::: TEXT BLOCK :::

If you are looking for succulents that are easy to get to flower then I would recommend the Crassulas, Kalanchoe’s, Haworthia’s, Lithops and Echeverias, but I would love you to see your plants as something that will grow with you. When I look back to when I was a teenager getting my first plants, I could not have imagined the joy and pleasure they have given me over 30+yrs and the flowers are a bonus and it really is surprising how much joy plants gives you when you get to see their first blooms.

Below is one of the very first cacti that I ever had when I was just 13 years old. It is a Chamaecereus silvestrii, commonly known as The peanut cactus.

My chameacereus silvestrii cactus aka the peanut cactus

My 30 year old Chameacereus silvestrii cactus aka the peanut cactus

I have had this plant for over 30 years and over time it has grown into the size of a large dinner plate, and although when it flowers it is a feast for the eyes, funnily enough I have never been tempted to eat it no matter how beautiful it looks 🙂

If you find that your cactus and succulents drop their buds before they have a chance to flower, there can be a few reasons for this. Certain cacti like the Echinoposis varieties are very prone to this, Often a few good sunny days will encourage your plants to come into bud, but if these days are then followed by a few days of overcast dull weather, then this can sometimes cause your plant to abort the buds.

Never move your plants once they have come into bud as this is a very common cause of bud drop, even turning your plant around at the windowsill can cause them to abort their buds. wait until after the flowers have opened and died off before moving your plant/s.

Here is a video that I made for my You Tube channel Desert Plants of Avalon where I talk in more detail about Flower bud drop and why it happens.and you can watch this video below

Thanks so much for reading guy’s and wishing you all every success with getting your cacti and succulents to bloom 🙂

 

16 thoughts on “How to get your Cacti & Succulent plants to flower

  1. Thanks for posting this useful summary of growing and flowering tips. I think I have picked most of them up along the way but to see them all together is very useful. My cacti ( winter hardy specimens) live outdoors during the winter (kept dry) and I am sure that this contributes to successful flowering in the spring. We have been having incredible sunshine here in NW England this spring and everything is flowering like mad, a welcome change for us, the only downside is I have run out of rainwater!

    • Hi there Roy 🙂
      I am so sorry I have only just seen this mail now, I had no email notification to let me know, so apologies for only just replying to you now:-) Thank you so very much for your wonderful mail 🙂 so happy to hear that you had been having the wonderful weather in the NW of England too, although I am sure that you guys are the same as us know the weather has changed and we are having lots of rain 🙂 thank you so much again for your lovely mail and sending you an abundance of love and happy growing from Ireland 🙂 XXXX<3

    • Thanks a million Juliana 🙂 I find that using Tomato feed works a treat with encouraging the cacti and succulents to flower and I haven’t got any tomatoes on them yet haha! thanks so much for your fantastic comment and sending you loads of love and happy growing from Ireland XXXXX<3

  2. Hello –

    I live in Minnesota so there are some challenges for overwintering to promote bloom. Is a grow light setup in a cool area sufficient to promote bloom? Or is full stregth sun really the only option.

::: STORED RECORDS :::

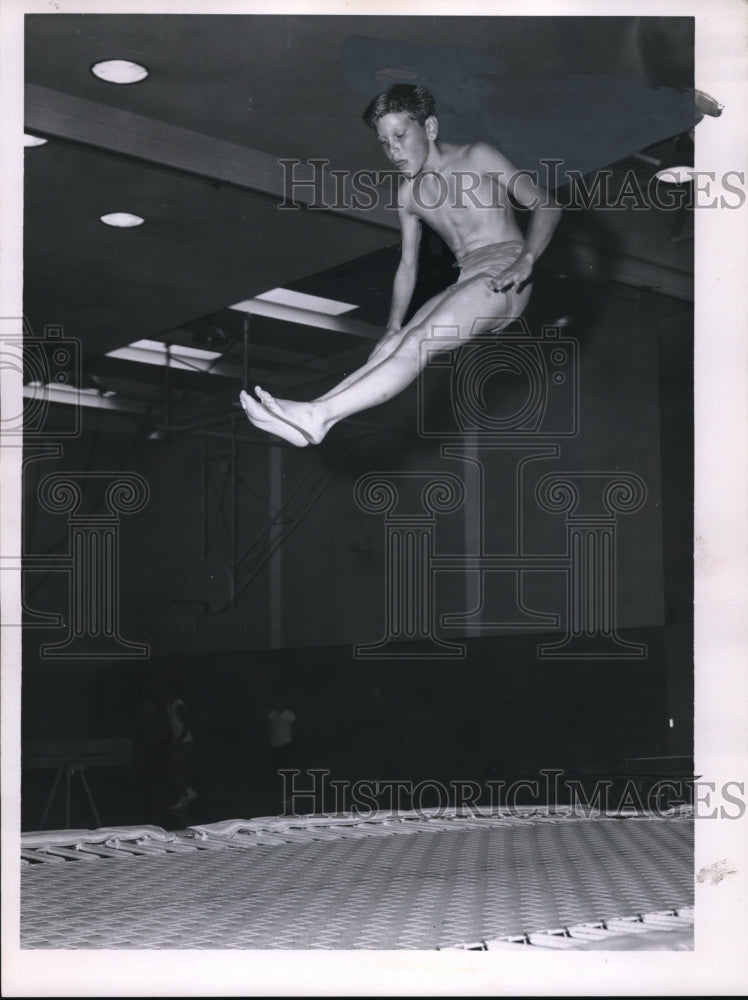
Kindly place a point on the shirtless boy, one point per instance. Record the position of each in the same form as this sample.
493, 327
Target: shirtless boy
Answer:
461, 191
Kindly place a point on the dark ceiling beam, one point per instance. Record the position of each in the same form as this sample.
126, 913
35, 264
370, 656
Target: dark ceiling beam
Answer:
75, 119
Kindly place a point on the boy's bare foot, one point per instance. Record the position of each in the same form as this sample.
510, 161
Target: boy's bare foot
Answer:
292, 421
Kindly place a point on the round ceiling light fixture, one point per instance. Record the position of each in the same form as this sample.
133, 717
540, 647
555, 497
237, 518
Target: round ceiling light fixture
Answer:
122, 220
119, 71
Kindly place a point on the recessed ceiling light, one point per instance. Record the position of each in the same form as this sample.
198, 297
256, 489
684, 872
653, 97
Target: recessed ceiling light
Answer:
122, 220
119, 71
675, 175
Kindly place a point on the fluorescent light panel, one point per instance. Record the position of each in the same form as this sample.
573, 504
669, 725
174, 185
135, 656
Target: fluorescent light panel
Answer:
300, 300
72, 396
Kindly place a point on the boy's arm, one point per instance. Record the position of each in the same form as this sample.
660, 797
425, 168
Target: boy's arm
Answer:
407, 270
403, 286
545, 215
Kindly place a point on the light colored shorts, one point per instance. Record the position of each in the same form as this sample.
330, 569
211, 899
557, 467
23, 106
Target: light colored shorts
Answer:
490, 261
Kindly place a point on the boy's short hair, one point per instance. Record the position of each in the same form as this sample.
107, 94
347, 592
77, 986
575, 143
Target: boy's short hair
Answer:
413, 100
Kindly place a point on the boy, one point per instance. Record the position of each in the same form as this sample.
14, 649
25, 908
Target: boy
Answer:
461, 191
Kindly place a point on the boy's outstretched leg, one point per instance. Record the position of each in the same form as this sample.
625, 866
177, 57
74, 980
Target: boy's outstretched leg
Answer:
469, 309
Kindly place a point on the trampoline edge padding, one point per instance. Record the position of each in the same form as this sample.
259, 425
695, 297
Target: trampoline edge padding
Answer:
408, 880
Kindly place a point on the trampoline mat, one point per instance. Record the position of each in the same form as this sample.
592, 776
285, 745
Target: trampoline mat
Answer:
420, 883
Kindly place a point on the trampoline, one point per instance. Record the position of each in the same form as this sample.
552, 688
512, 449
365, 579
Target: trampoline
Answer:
545, 878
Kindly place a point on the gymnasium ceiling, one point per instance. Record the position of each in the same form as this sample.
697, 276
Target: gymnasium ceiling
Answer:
195, 148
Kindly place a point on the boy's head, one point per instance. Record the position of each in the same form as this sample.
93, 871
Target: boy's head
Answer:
414, 101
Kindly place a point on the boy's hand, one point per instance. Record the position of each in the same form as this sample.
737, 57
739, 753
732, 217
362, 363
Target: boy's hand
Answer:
516, 275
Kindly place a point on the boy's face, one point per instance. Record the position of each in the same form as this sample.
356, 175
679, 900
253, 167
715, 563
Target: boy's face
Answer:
406, 144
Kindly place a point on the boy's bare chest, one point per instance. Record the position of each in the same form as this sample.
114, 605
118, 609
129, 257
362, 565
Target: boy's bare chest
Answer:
456, 198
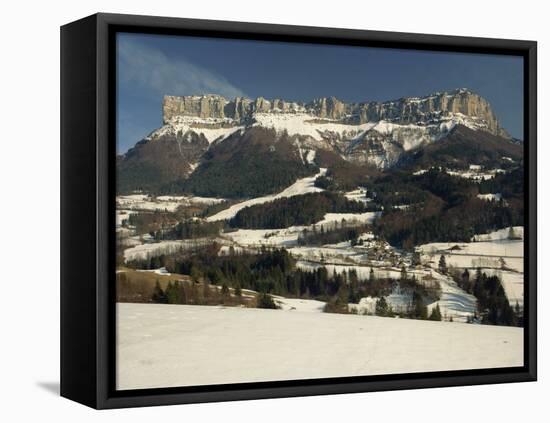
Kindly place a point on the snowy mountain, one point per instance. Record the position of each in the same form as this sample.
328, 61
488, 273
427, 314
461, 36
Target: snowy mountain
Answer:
376, 134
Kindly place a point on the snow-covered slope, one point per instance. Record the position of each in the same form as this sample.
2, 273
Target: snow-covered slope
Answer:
301, 186
211, 128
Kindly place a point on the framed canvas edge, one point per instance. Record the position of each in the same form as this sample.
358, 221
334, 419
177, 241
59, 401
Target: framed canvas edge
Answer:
107, 398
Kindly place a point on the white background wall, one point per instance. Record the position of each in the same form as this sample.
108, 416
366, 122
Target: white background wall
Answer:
29, 166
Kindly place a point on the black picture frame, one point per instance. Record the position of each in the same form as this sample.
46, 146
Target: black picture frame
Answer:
87, 204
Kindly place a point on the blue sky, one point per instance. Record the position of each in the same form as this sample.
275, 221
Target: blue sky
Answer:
150, 66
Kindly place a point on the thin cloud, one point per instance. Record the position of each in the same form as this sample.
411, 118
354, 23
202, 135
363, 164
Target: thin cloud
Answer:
152, 70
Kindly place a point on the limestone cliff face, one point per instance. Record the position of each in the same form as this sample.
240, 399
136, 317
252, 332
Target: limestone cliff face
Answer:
430, 109
417, 110
207, 106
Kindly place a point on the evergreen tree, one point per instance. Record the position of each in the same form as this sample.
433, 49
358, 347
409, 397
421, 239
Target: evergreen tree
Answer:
436, 313
237, 290
225, 290
415, 260
266, 301
403, 273
158, 294
382, 308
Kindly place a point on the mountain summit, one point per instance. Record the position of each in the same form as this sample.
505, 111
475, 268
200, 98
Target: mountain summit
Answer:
205, 137
460, 104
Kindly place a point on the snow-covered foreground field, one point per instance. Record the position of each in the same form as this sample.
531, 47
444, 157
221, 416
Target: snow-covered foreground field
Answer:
179, 345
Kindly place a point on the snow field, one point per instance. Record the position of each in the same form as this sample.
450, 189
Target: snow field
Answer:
172, 345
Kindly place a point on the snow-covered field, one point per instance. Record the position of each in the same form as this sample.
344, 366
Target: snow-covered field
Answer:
454, 302
204, 126
178, 345
305, 124
163, 203
288, 237
301, 186
153, 249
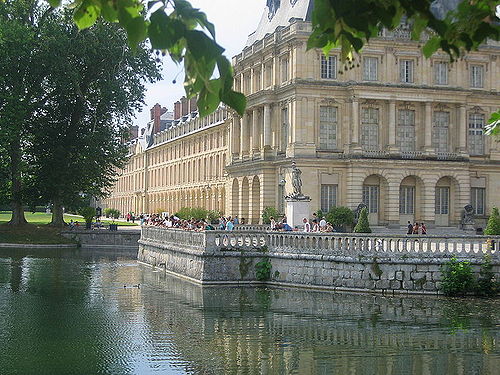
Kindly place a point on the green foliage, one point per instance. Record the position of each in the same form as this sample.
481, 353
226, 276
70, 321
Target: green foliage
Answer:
458, 279
187, 213
363, 226
113, 213
493, 226
180, 30
107, 211
263, 269
350, 24
268, 213
493, 126
213, 216
340, 216
88, 213
487, 285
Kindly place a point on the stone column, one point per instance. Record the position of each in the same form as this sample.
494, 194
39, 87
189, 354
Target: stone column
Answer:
462, 129
255, 131
267, 126
355, 143
428, 129
392, 127
245, 136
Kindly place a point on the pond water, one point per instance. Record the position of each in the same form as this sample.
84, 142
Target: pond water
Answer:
78, 312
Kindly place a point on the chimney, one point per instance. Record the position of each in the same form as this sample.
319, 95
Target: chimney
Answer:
134, 132
177, 110
184, 106
193, 105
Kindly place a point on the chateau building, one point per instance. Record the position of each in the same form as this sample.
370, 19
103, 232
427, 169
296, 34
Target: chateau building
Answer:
400, 133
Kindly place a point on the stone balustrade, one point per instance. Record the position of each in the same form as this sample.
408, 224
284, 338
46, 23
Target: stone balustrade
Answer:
374, 262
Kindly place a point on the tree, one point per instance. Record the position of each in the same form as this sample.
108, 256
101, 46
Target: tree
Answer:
97, 84
363, 226
64, 134
493, 226
171, 26
20, 92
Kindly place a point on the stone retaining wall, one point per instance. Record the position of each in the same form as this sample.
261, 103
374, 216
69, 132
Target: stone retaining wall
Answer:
395, 264
127, 239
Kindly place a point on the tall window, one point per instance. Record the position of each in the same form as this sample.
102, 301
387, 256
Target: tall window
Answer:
407, 200
370, 67
441, 73
406, 72
327, 128
328, 197
284, 129
442, 200
269, 74
370, 198
476, 76
257, 80
477, 199
284, 69
440, 131
369, 129
476, 134
328, 67
406, 130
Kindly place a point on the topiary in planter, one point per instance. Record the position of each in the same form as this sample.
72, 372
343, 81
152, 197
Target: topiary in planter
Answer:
363, 226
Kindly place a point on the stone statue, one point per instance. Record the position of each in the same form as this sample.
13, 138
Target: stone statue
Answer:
468, 215
296, 180
297, 185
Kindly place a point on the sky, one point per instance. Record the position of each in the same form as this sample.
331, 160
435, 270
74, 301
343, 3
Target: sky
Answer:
233, 20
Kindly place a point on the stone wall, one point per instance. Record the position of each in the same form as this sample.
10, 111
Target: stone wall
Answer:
127, 239
394, 264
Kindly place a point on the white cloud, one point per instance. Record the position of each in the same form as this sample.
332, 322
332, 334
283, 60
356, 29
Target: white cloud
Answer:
233, 20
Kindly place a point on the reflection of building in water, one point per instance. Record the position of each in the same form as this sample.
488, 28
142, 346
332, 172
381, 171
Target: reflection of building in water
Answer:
402, 134
260, 331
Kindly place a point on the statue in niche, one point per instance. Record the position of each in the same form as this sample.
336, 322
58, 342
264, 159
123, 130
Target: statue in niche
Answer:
468, 215
273, 6
297, 185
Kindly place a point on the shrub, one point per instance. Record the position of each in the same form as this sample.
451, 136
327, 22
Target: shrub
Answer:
458, 279
340, 216
88, 213
493, 226
107, 211
268, 213
487, 285
263, 270
363, 226
213, 216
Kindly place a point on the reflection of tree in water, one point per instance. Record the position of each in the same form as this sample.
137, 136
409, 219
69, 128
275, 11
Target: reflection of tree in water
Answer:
51, 322
252, 330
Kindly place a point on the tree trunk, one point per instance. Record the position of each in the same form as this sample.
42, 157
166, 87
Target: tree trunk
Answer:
16, 188
57, 215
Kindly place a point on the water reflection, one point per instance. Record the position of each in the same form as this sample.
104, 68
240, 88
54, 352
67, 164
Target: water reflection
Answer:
76, 312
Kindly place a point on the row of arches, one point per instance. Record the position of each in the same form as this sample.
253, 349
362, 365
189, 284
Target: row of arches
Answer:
246, 199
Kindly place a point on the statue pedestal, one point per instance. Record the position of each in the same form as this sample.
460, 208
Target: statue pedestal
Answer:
468, 227
296, 211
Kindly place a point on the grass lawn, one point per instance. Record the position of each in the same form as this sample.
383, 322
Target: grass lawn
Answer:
37, 231
41, 218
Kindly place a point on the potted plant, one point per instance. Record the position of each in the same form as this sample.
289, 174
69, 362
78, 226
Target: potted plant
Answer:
115, 214
88, 214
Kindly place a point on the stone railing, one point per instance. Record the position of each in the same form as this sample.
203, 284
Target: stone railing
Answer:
328, 244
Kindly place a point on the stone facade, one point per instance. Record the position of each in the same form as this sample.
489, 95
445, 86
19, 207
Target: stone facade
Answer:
400, 133
393, 264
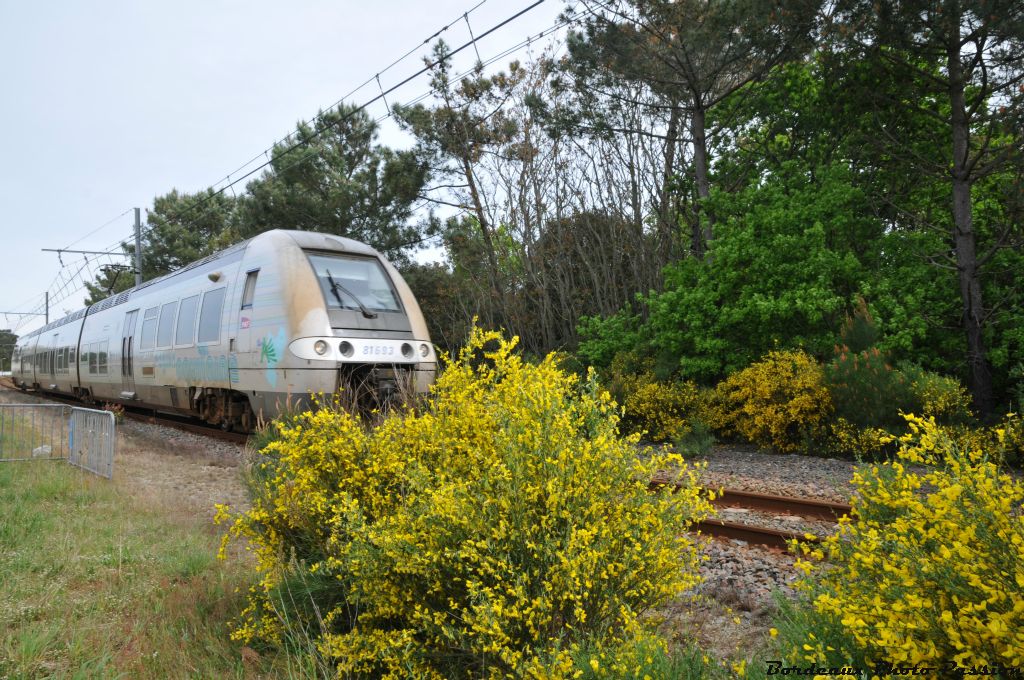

:::

▶ [YOUR TASKS]:
(A) Name every kind of succulent that the article on getting cacti and succulents to flower recommends as easy to bring into bloom.
(B) In the article on getting cacti and succulents to flower, what size has the peanut cactus grown to over the 30 years the writer has had it?
(C) Continue the article on getting cacti and succulents to flower from the point where it stops.

▶ [ANSWERS TO THE EXERCISE]:
(A) Crassulas, Kalanchoe’s, Haworthia’s, Lithops, Echeverias

(B) The size of a large dinner plate.

(C)
    Thanks much

    • Hi David 🙂 Yes you can definitely use a grow lamp instead of real sunlight in a cool area during the winter time when overwintering your plants to encourage them to set blooms for the Spring. Grow lamps are brilliant for adding daylight in dark places where there is no additional light or sunshine. although I have never used grow lamps myself I do have friends that do and they have brilliant success with growing their plants Cacti, Succulents, Orchids and other plants indoors, If you are wanting to overwinter your cacti and succulents to encourage them to bloom in the Spring and you can keep them cool then you would only need a grow lamp that would produce enough light to help them to photosynthesize, I wouldn’t be the best one to advice you on what types of lamps you would need and the wattage though as I haven’t used grow lamps myself yet, but there is a good video eon You Tube explaining about the different types of grow lamps and I will post up the link here: https://www.youtube.com/watch?v=CU3NhvUusp4 Hope this helps and sending you an abundanc eof love and heaps of happy growing from right across the Emerald Isle to Minnesota for a fantastic Friday and wonderful weekend ahead 🙂 Lotsa Love Lyn XXXX

    • Hi Tevfik 🙂 thank you so very much for your wonderful message 🙂 so happy to hear that you enjoy the website 🙂 Sending you an abundance of love and happiness and heaps of happy growing from Ireland and have a FANTASTIC Friday and weekend ahead 🙂 Lotsa Love Lyn XXXX <3

  3. Hi Lyn. Wonderful site! I was wondering if you could give us the N-P-K values for your tomato fertilizer. Thanks a million!

    • Hi Kevin 🙂 Thank you so very much for your wonderful message and so happy that you love the website 🙂 the N-P-K values of the tomato feed I use is N.P.K: 5.1-5.1-6.7 and it is a brand called Maxicrop 🙂 Sending you an abundance of love and heaps of happiness and happy growing and a very HAPPY NEW YEAR to you 🙂
      Lots of love Lyn XXXXX <3

  4. I have grown and loved succulents and cacti for many years. Because of travel. I have left them in care of others which have caused the demise of most. The past ten years I have started over again. Thank you for sharing excellent advise. I can hardly wait to use the Tomato fertilizer.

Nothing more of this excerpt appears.